- _TASK DIRECTIONS_
Search the data for the word "cushion" and copy each line that has it.

- _Source records_
────────────────

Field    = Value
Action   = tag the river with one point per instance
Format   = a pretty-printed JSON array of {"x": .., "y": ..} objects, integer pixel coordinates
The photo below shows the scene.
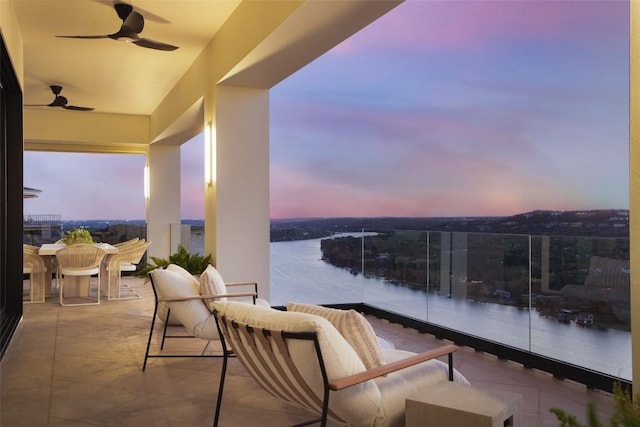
[{"x": 298, "y": 274}]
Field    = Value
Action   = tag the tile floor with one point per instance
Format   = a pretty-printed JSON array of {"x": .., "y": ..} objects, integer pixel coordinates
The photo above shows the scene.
[{"x": 81, "y": 366}]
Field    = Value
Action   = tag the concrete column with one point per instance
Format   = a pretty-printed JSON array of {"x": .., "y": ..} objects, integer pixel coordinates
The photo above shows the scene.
[
  {"x": 237, "y": 203},
  {"x": 634, "y": 189},
  {"x": 163, "y": 205}
]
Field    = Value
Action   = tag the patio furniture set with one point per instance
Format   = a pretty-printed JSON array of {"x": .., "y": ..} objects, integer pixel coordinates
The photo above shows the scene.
[
  {"x": 327, "y": 361},
  {"x": 73, "y": 267}
]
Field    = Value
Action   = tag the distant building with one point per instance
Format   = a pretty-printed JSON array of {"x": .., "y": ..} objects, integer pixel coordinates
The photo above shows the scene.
[{"x": 30, "y": 193}]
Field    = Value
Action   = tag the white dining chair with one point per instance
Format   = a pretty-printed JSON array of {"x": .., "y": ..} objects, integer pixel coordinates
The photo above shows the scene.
[
  {"x": 35, "y": 266},
  {"x": 79, "y": 261}
]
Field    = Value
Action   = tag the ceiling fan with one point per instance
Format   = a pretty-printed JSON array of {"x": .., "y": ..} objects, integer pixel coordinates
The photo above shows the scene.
[
  {"x": 132, "y": 25},
  {"x": 60, "y": 101}
]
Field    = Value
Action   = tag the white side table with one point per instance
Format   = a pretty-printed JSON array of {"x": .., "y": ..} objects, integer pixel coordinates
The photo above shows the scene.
[{"x": 453, "y": 404}]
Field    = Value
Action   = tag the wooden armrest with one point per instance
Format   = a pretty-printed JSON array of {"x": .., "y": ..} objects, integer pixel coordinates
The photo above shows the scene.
[
  {"x": 344, "y": 382},
  {"x": 192, "y": 297}
]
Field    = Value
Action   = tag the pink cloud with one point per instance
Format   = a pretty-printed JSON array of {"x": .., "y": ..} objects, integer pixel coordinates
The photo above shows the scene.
[{"x": 471, "y": 24}]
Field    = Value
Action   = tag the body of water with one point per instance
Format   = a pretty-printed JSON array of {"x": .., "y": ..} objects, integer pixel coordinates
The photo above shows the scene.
[{"x": 298, "y": 274}]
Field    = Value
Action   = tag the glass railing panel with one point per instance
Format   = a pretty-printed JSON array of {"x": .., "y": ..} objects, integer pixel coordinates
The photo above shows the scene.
[{"x": 582, "y": 302}]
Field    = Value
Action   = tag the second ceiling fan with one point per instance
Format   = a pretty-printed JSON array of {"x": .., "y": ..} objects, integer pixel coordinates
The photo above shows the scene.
[{"x": 132, "y": 26}]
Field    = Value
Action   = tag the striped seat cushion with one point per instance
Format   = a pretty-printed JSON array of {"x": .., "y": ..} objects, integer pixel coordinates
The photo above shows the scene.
[{"x": 353, "y": 326}]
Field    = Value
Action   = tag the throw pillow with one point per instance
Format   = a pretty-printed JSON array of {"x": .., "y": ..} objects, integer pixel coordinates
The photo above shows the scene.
[{"x": 353, "y": 326}]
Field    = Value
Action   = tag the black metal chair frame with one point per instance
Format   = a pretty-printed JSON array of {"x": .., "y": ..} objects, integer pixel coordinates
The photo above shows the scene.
[
  {"x": 328, "y": 386},
  {"x": 308, "y": 336},
  {"x": 158, "y": 300}
]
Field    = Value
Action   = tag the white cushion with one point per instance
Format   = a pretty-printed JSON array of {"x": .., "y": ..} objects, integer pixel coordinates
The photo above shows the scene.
[
  {"x": 192, "y": 314},
  {"x": 353, "y": 326},
  {"x": 185, "y": 275},
  {"x": 162, "y": 307},
  {"x": 358, "y": 405},
  {"x": 211, "y": 283}
]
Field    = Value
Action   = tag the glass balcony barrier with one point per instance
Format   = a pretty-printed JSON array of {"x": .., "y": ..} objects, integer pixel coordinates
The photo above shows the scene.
[{"x": 563, "y": 298}]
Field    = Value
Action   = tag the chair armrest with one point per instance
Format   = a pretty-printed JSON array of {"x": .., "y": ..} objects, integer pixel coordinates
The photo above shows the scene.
[
  {"x": 344, "y": 382},
  {"x": 192, "y": 297},
  {"x": 241, "y": 283}
]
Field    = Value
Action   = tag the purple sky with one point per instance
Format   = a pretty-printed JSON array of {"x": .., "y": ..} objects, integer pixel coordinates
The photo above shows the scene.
[{"x": 437, "y": 109}]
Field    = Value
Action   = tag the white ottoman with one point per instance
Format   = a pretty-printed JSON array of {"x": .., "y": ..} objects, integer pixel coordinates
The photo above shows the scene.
[{"x": 453, "y": 404}]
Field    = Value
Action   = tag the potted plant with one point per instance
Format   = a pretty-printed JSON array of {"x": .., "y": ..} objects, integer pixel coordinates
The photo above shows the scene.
[
  {"x": 193, "y": 263},
  {"x": 78, "y": 236}
]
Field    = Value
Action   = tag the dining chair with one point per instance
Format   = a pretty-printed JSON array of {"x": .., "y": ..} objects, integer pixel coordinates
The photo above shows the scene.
[
  {"x": 35, "y": 266},
  {"x": 78, "y": 261}
]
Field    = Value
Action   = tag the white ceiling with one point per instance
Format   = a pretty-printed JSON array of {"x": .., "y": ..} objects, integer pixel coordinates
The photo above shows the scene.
[{"x": 108, "y": 75}]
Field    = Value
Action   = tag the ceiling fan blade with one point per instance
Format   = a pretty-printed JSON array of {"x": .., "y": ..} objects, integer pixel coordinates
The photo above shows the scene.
[
  {"x": 152, "y": 44},
  {"x": 76, "y": 108},
  {"x": 84, "y": 37}
]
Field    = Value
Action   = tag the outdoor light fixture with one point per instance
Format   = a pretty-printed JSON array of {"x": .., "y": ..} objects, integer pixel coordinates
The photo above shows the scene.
[
  {"x": 209, "y": 154},
  {"x": 146, "y": 182}
]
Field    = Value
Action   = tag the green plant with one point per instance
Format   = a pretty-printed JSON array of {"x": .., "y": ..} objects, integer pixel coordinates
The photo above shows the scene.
[
  {"x": 626, "y": 412},
  {"x": 193, "y": 263},
  {"x": 77, "y": 236}
]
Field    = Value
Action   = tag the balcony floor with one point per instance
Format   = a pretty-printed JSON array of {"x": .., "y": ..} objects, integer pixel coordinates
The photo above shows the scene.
[{"x": 81, "y": 366}]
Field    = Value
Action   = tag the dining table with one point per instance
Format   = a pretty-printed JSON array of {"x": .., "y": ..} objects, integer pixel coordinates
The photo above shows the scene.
[{"x": 50, "y": 249}]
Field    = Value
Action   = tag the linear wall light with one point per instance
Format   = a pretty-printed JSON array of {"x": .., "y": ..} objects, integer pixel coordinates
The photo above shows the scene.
[{"x": 209, "y": 154}]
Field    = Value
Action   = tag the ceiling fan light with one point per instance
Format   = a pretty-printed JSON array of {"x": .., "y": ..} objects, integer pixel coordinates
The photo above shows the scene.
[{"x": 126, "y": 39}]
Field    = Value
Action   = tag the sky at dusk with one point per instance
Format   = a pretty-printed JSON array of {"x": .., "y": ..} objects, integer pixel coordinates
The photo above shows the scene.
[{"x": 439, "y": 108}]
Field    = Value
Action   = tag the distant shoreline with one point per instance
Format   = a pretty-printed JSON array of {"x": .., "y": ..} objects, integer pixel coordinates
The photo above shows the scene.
[{"x": 587, "y": 223}]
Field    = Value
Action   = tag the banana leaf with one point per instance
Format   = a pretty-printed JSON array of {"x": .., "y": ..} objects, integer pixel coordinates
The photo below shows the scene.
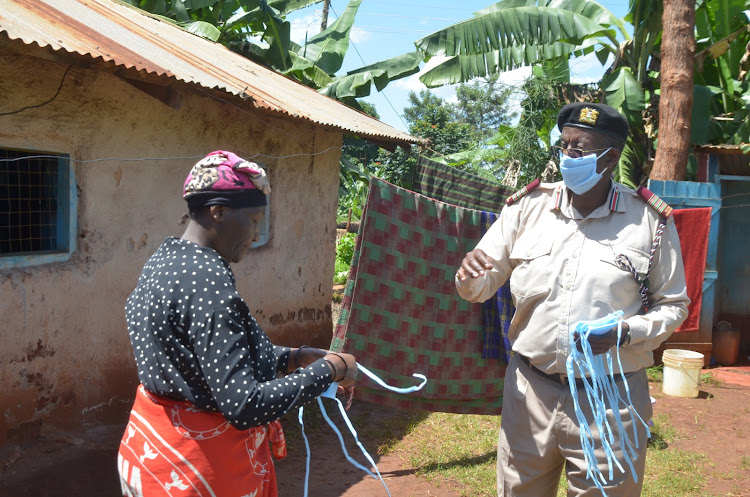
[
  {"x": 328, "y": 48},
  {"x": 512, "y": 27},
  {"x": 202, "y": 29},
  {"x": 359, "y": 83},
  {"x": 462, "y": 68}
]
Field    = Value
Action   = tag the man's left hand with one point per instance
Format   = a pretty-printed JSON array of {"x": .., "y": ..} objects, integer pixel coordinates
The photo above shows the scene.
[{"x": 602, "y": 343}]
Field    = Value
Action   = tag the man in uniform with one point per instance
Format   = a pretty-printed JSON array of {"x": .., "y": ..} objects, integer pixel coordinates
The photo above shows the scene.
[{"x": 575, "y": 251}]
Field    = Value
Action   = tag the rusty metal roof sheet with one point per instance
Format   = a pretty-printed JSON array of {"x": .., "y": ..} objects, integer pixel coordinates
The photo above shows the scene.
[{"x": 128, "y": 37}]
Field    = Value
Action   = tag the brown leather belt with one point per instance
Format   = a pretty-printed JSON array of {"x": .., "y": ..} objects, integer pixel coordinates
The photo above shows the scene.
[{"x": 560, "y": 379}]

────────────────

- _ANSWER SPACE_
Action   = tag the striped seat cushion with one point per instance
Action   = tag the white cushion with one point per instance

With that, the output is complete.